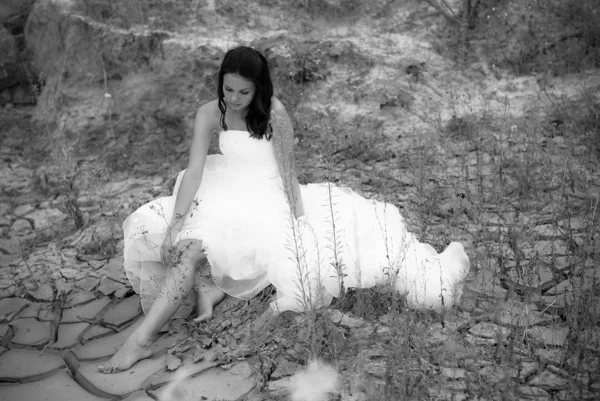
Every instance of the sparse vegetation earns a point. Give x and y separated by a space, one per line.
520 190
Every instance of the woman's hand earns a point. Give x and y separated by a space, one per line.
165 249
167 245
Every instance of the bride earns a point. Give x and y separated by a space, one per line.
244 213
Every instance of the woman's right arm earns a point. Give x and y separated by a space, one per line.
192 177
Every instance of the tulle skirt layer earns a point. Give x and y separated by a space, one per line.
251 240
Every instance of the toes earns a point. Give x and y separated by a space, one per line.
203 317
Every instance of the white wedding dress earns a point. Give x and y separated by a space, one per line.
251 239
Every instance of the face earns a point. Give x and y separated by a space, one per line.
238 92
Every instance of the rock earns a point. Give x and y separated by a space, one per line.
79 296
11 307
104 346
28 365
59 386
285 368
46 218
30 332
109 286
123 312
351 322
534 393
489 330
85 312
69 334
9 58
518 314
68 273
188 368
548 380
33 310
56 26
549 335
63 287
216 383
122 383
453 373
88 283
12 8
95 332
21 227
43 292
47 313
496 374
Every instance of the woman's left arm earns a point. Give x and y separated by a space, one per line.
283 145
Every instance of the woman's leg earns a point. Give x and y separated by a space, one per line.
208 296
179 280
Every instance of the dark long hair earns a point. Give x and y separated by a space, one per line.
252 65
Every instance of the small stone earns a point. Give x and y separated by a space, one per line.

• [EXERCISE GOAL]
Retype the material above exactly, images excluded.

• [ANSWER SECTION]
Every instance of the sparse vegetation earns a point. Give x and y separated by a space, one per line.
520 190
Every instance of the woman's hand earns a point. Give x and y separated by a space, one per line.
165 249
167 245
Every instance of the bride earns a point. Give x and y separated by a space, one per line.
244 213
Every instance of the woman's right arm earns a point. Give x and y separated by a space, one per line.
192 177
Every instance of the tulle skirt layer earns a point. Give x and y separated by a space, one per line.
251 240
Every instance of the toes earns a point. Give x and y separated by a space, one per line.
203 317
Every instance of the white wedding dress earns a point. Give x and y separated by a space, one per line.
251 239
Every instance of the face earns a point. Give x and y separated by a space, one per line.
238 92
Every instance of the rock earns a point. Give x and y separated by a space, one per line.
79 296
11 307
104 346
28 365
59 386
285 368
46 218
30 332
109 286
123 312
351 322
534 393
489 330
85 312
69 334
9 58
518 314
68 273
188 368
548 380
33 310
56 26
549 335
63 287
216 383
122 383
453 373
88 283
12 8
95 332
21 227
43 292
47 313
496 374
Every instance of the woman's left arm earns a point. Give x and y separated by a space, one per line.
283 145
Every instance of the woman's leg earns a point. Give x and y separated by a space, one per line.
208 296
179 280
Every instance of the dark long hair earns a point. Give x and y separated by a space, one per line.
252 65
Every instance of the small stone earns a point. Give x and y separated by a space, one per line.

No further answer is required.